▸ Data provided:
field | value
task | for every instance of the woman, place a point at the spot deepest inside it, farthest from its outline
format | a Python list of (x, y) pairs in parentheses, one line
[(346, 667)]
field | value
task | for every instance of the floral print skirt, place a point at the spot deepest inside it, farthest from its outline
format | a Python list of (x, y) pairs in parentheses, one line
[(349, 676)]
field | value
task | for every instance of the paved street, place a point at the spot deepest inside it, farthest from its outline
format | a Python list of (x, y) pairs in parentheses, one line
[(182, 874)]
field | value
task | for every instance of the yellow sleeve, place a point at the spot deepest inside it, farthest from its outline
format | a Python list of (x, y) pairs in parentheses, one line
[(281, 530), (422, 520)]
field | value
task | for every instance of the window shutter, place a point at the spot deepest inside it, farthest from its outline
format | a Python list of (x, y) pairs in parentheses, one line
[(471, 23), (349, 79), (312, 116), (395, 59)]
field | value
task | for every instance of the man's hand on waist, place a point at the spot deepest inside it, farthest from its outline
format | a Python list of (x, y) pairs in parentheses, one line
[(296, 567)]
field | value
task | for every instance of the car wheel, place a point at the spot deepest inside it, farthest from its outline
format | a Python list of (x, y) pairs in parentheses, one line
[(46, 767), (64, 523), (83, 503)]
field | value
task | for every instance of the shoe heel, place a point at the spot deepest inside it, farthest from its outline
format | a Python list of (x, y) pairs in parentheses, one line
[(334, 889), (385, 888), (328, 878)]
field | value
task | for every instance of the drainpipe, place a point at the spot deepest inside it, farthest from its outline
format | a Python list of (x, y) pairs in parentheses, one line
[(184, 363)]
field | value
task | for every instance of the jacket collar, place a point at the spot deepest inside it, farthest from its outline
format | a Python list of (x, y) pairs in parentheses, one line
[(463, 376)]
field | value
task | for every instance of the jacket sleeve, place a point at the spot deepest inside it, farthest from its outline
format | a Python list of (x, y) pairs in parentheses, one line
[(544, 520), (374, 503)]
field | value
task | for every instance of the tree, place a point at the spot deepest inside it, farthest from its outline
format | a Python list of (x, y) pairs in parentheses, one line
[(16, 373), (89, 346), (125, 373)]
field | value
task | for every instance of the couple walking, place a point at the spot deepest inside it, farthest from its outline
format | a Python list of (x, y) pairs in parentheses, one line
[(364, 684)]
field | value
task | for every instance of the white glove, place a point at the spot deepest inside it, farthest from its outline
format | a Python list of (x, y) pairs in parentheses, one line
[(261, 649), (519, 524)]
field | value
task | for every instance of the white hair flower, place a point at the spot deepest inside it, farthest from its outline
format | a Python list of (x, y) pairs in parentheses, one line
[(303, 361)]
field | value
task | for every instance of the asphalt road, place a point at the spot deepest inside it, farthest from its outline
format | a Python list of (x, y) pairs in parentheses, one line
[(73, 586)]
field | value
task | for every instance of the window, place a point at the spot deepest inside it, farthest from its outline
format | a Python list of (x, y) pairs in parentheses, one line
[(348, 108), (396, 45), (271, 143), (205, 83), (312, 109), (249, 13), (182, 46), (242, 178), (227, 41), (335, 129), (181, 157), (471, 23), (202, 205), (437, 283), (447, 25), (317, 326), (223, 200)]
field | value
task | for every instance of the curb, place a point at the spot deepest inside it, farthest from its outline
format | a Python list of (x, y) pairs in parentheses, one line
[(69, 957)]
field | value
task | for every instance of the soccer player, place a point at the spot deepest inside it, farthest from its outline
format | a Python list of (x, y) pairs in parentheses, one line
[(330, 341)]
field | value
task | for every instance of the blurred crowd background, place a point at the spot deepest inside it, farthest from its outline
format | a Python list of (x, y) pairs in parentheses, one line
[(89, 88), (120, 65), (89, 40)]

▸ What you are asked to do: Write a verbatim copy of the listing above.

▸ Exercise result:
field | value
task | for every instance of the woman, place a point at the spot deepest inside it, farthest from its outline
format | a Python list of (x, y) pairs in parentheses, one line
[(346, 667)]
field | value
task | for every instance of the floral print skirt, place a point at the spot deepest inside it, farthest from its outline
format | a Python list of (x, y) pairs in parentheses, one line
[(349, 676)]
field | value
task | for every instance of the paved street, place a point at the spot deepest inside it, farthest from its outline
format | a Python list of (x, y) pairs in parentheses, one line
[(182, 874)]
field | value
task | for every instance of the yellow sleeve, place a point at the spot deepest inside it, farthest from its outline
format | a Python list of (x, y) pairs in parentheses, one line
[(281, 530), (422, 520)]
field | value
task | for every instance of the window shutter, place a point at the spot deepest inside it, farthest from its outline
format | a Python list of (x, y) pairs in parentheses, one line
[(471, 23), (349, 79), (312, 116), (395, 59)]
field | value
task | for every instance of the man's hand on waist, place a point at the spot deepest inside it, farthest from its outline
format | a Python list of (x, y) pairs in parentheses, one line
[(296, 567)]
field | value
task | for every instance of the car wheel, place a point at the spot deepest inside it, farthest from its outline
format | a Python list of (x, y) pairs in parentheses, one line
[(46, 767), (64, 523), (83, 503)]
field | value
task | for every instance of the shoe heel, place a point at the spot deepest inside it, farthest from its outline
format | a Python list of (x, y) pairs in parentheses, one line
[(334, 889), (385, 888), (328, 878)]
field | value
task | for every instance of the drainpipe, place a point at the spot deepest inside it, farthest from its outline
format | a Python list of (x, y) pairs in parentheses, one line
[(184, 363)]
field | value
task | for every instance of the jacket collar, place a point at the spot deepest inside it, farthest from its outline
format | a Python list of (x, y) pairs in parentheses, one line
[(463, 376)]
field | value
task | for every instance of the jacket sleeve, place a point at the spot deepest inside it, farthest from its outline
format | a Python list of (x, y) pairs in parentheses, one line
[(544, 520), (374, 503)]
field | value
task | for every instance of the tree, place a point at the spot deepest inside it, farthest from its outline
format | a Python list of (x, y) pairs in parentheses, one line
[(16, 373), (89, 346), (125, 373)]
field | value
task | for every instance of the couple walking, place a point at the spot deepest inside it, farthest from its outline
format | a Python list of (x, y) pairs in parentheses, one line
[(364, 684)]
field | value
task | for every instance of the white glove, place a point at the spot deepest inside it, farthest from its outline
format | a Python list of (x, y) pairs in parentheses, one line
[(261, 649), (519, 524)]
field | value
task | for every instance of the white hair flower, place a point at the spot deepest inside it, farthest from its outline
format | a Python list of (x, y) pairs in parentheses, one line
[(303, 361)]
field | value
task | for every instance of the asphalt road, place a point at the spot deepest inside it, farthest from its outline
format | a Python list of (x, y) pairs in parentheses, one line
[(73, 586)]
field | value
task | for every instance of the window, place a point at the spot deepest inside it, farthest from its outline
format | a Python list of (x, y) pairs in parentheses, one line
[(348, 108), (396, 45), (271, 143), (205, 83), (312, 109), (249, 13), (182, 46), (242, 178), (227, 41), (335, 129), (181, 157), (471, 23), (202, 205), (437, 283), (447, 25), (317, 326), (223, 200)]
field | value
task | for every instance of the curb, place a point at the spot deepest inside it, farthest from its outline
format | a Python list of (x, y) pairs in parentheses, one line
[(69, 957)]
field | value
task | for every instance of the soccer player, place a point at the spot deepest inside it, farthest from its outline
format | a Python list of (x, y) pairs in parentheses, one line
[(330, 341)]
field | value
task | for every instance of the blurred crowd background, place a point at the spot deepest inside it, farthest from its outline
format | a Python list of (x, y) pairs in parentheses, one line
[(89, 88), (120, 65), (89, 40)]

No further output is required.